## BEGIN Given data
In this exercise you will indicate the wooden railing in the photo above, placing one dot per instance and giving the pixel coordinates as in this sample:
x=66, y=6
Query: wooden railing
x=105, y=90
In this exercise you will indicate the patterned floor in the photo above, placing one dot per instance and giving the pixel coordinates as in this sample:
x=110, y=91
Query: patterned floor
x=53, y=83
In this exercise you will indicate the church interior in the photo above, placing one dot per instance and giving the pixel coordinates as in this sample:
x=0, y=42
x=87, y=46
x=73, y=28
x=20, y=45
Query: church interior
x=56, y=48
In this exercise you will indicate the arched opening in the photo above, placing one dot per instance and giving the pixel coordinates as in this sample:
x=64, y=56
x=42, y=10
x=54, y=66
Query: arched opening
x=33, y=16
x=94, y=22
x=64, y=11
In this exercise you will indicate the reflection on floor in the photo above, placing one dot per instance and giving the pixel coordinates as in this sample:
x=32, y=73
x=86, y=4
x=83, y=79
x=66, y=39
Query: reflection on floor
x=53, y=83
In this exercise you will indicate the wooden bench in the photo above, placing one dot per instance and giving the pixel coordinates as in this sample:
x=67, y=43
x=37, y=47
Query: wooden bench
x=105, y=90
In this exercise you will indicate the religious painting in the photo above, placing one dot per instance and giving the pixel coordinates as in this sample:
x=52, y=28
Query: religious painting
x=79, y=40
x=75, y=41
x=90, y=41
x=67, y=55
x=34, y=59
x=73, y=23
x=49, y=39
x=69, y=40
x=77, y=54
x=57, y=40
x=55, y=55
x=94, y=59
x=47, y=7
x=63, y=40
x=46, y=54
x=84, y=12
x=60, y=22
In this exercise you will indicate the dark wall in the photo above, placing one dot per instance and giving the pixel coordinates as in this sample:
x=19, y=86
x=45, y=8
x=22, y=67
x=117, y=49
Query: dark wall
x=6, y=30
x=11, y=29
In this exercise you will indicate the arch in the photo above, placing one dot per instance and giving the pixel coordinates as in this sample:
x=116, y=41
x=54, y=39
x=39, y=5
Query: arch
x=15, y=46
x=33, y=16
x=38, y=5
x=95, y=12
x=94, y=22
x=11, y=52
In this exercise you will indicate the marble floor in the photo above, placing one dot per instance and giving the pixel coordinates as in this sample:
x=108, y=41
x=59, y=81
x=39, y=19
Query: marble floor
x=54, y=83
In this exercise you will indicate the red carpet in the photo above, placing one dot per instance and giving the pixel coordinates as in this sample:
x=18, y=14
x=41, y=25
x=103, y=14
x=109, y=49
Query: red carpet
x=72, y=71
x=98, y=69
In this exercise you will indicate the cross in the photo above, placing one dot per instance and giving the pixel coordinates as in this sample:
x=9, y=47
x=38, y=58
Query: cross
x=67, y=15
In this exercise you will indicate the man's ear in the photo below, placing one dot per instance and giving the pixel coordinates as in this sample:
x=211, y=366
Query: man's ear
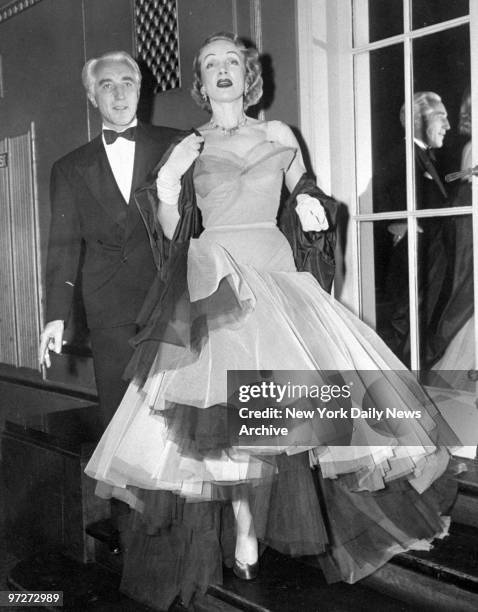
x=91, y=98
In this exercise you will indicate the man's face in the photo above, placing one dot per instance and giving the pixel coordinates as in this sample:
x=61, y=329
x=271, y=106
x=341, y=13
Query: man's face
x=115, y=93
x=436, y=125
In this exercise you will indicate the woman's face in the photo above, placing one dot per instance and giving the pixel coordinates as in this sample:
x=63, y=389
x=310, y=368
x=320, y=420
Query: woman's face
x=222, y=71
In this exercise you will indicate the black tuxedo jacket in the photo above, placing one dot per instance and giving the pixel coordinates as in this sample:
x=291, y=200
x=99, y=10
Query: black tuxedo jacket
x=96, y=237
x=390, y=187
## END Given data
Request: Rewrite the stretch of the records above, from the line containing "In this exercise you will indicate the black" through the end of the records, as a numbered list with blank lines left out.

Written response:
1. In this exercise you will indicate the black tuxedo jacket in the photo above, placing one dot per instance and giving the pixel coordinates as in this sample:
2. x=291, y=200
3. x=99, y=10
4. Query: black tuxedo jacket
5. x=96, y=237
6. x=390, y=187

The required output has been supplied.